>> START Supplied data

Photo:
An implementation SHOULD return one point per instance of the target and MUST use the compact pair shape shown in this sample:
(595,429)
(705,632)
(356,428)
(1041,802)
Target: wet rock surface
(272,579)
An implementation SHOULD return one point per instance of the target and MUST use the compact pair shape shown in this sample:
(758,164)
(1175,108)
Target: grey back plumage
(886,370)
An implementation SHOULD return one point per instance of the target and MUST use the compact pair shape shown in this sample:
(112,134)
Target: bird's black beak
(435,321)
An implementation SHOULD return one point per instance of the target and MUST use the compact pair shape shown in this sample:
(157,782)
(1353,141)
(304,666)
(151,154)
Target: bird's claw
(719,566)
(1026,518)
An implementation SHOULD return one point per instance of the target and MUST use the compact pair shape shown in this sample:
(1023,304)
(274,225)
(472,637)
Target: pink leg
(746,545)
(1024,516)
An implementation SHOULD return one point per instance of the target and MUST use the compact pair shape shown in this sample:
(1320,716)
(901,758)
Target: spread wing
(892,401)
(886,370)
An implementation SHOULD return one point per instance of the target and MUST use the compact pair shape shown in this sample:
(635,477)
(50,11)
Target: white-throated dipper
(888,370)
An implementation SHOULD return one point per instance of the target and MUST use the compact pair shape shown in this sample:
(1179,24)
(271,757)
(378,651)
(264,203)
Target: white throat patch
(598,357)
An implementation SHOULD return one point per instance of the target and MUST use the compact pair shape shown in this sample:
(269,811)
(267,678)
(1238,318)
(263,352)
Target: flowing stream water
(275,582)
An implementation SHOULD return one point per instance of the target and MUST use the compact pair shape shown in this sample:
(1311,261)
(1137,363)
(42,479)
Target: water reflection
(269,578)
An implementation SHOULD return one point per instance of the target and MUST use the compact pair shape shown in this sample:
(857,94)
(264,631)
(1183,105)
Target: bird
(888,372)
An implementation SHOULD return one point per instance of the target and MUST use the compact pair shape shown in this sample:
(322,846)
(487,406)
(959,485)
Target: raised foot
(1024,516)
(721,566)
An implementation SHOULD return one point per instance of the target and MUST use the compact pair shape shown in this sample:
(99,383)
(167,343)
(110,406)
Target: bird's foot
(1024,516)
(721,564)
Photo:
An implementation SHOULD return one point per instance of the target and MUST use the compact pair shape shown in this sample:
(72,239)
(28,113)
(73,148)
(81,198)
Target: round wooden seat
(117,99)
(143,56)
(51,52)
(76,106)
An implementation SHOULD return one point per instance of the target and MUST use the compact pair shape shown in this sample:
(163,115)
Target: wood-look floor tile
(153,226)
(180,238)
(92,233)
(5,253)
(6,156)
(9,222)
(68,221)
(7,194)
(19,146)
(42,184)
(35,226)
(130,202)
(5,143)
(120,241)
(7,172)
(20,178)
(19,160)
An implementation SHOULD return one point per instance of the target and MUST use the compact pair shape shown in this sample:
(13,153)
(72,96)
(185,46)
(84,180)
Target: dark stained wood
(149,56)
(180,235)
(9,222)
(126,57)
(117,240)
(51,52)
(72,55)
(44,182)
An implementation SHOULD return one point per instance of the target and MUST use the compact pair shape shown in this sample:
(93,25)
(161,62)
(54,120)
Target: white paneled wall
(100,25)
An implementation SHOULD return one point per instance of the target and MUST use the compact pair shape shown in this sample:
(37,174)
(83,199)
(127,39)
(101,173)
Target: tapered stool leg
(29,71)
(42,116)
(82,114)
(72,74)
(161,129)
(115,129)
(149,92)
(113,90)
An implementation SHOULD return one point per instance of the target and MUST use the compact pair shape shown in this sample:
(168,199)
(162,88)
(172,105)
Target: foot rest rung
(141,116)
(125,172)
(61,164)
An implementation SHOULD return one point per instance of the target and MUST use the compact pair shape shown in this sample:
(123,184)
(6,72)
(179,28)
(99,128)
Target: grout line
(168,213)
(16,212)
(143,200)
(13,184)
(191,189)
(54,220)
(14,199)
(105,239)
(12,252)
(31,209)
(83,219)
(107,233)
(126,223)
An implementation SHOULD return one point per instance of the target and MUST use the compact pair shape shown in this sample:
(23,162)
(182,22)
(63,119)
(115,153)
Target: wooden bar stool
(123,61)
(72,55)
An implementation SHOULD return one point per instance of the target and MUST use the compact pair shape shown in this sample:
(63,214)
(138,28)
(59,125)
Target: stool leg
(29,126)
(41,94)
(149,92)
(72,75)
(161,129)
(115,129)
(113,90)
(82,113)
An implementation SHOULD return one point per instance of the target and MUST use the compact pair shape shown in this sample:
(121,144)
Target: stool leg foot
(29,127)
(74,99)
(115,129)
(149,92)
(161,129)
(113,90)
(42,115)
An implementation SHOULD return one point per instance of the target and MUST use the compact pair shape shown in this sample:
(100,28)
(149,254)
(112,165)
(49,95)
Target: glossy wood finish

>> END Supplied data

Written problem: Write the listing out again, exactly as it reads.

Complete answer:
Photo:
An implementation SHOULD return one point per instance of the target and MUST use the compact pair shape shown in this sample:
(595,429)
(705,632)
(356,428)
(1041,802)
Target: wet rock surface
(272,579)
An implementation SHOULD return one point per instance of the target and MUST use the compact pair shape shown in this sample:
(758,164)
(1175,108)
Target: grey back plumage
(886,370)
An implementation SHOULD return one point per instance of the target and MUST use the compact pair shape shown in this sample:
(112,134)
Target: bird's black beak
(435,321)
An implementation SHOULD return one point per instance of the target and MUST use the compact pair shape shown in this sample:
(157,782)
(1353,141)
(304,666)
(151,154)
Target: bird's claw
(719,566)
(1026,518)
An implementation SHOULD return one point per instance of the target and MUST use the compact pair shape shown in this sample:
(1023,304)
(274,225)
(472,637)
Target: pink leg
(746,545)
(1024,516)
An implementation SHOULD return one point per instance of the target and MUST use the compact pair shape shown in this sample:
(1320,716)
(901,758)
Target: spread wing
(892,401)
(886,370)
An implementation SHOULD return one point per instance of the target and MUST use the compact pair shape shown in this sample:
(635,477)
(50,11)
Target: white-throated dipper
(888,370)
An implementation SHOULD return one point per instance of the target and MUST use the compact pair shape shown in this sample:
(1179,24)
(271,757)
(378,651)
(264,203)
Target: white throat patch
(598,357)
An implementation SHOULD return one point per instance of the target and MUST use the compact pair shape shown in this sample:
(269,811)
(267,678)
(1238,318)
(263,352)
Target: flowing stream water
(275,582)
An implementation SHOULD return one point per instance of the target and MUST use the compact pair shape shown in this sample:
(1311,261)
(1137,363)
(42,479)
Target: water reflection
(269,578)
An implementation SHOULD return one point per instance of the target and MUST use the compact pair shape shown in this sample:
(857,94)
(264,631)
(1183,105)
Target: bird
(888,372)
An implementation SHOULD return one point per instance of the target and MUST use the compact pair shape shown in this sample:
(322,846)
(487,406)
(959,485)
Target: raised foot
(1024,516)
(721,566)
An implementation SHOULD return one point per instance of the target and MUST use the compact pair shape shown in this sample:
(99,383)
(167,343)
(110,406)
Target: bird's foot
(1024,516)
(721,564)
Photo:
An implementation SHOULD return one point per instance of the target and MUST use the compact pair shape shown in this sample:
(72,239)
(28,113)
(73,148)
(81,198)
Target: round wooden seat
(117,99)
(143,56)
(51,52)
(76,106)
An implementation SHOULD return one point per instance of the target and MUST use the compact pair shape shown in this sample:
(163,115)
Target: wood-look floor tile
(153,226)
(180,238)
(92,233)
(5,253)
(6,156)
(9,222)
(68,221)
(7,194)
(19,146)
(42,184)
(35,226)
(130,202)
(5,143)
(120,241)
(7,172)
(20,178)
(19,160)
An implementation SHOULD return one point per instance of the target and MUST use the compact pair shape shown in this sample:
(13,153)
(72,96)
(185,46)
(84,180)
Target: dark stained wood
(149,56)
(180,235)
(9,222)
(126,57)
(117,240)
(51,52)
(72,55)
(44,182)
An implementation SHOULD return one point per instance of the target and MUST use the compact pair shape shown in this sample:
(93,25)
(161,62)
(54,120)
Target: white paneled wall
(100,25)
An implementation SHOULD return one point per instance of the target and MUST use the compact pair shape shown in this sample:
(37,174)
(83,199)
(127,39)
(101,173)
Target: tapered stool leg
(29,71)
(42,116)
(82,114)
(72,74)
(161,129)
(115,129)
(149,92)
(113,90)
An implementation SHOULD return one point per instance of the target and MUST use the compact pair shape shown in this sample:
(168,199)
(162,88)
(172,105)
Target: foot rest rung
(141,116)
(125,172)
(61,164)
An implementation SHOULD return one point per instance of the target and MUST use the compact pair shape shown in this sample:
(123,184)
(6,72)
(179,28)
(99,128)
Target: grout line
(168,213)
(16,212)
(143,200)
(13,184)
(191,189)
(54,220)
(14,199)
(105,239)
(12,252)
(31,209)
(83,219)
(107,233)
(126,223)
An implementation SHOULD return one point per instance of the target and MUST use the compact pair shape shown in this sample:
(23,162)
(182,22)
(63,119)
(115,153)
Target: wooden bar stool
(123,61)
(72,55)
An implementation SHOULD return one point per instance of the target and MUST use the compact pair shape shown in this sample:
(63,214)
(138,28)
(59,125)
Target: stool leg
(29,126)
(41,94)
(149,92)
(72,75)
(161,129)
(115,129)
(113,90)
(82,113)
An implementation SHOULD return one point per instance of the target and MUST use the compact pair shape shown in this sample:
(121,144)
Target: stool leg foot
(29,127)
(74,99)
(115,129)
(149,92)
(161,129)
(113,90)
(42,115)
An implementation SHOULD return one point per instance of the target and MUST use the compact pair shape shown in this sample:
(100,28)
(149,254)
(112,165)
(49,95)
Target: glossy wood finish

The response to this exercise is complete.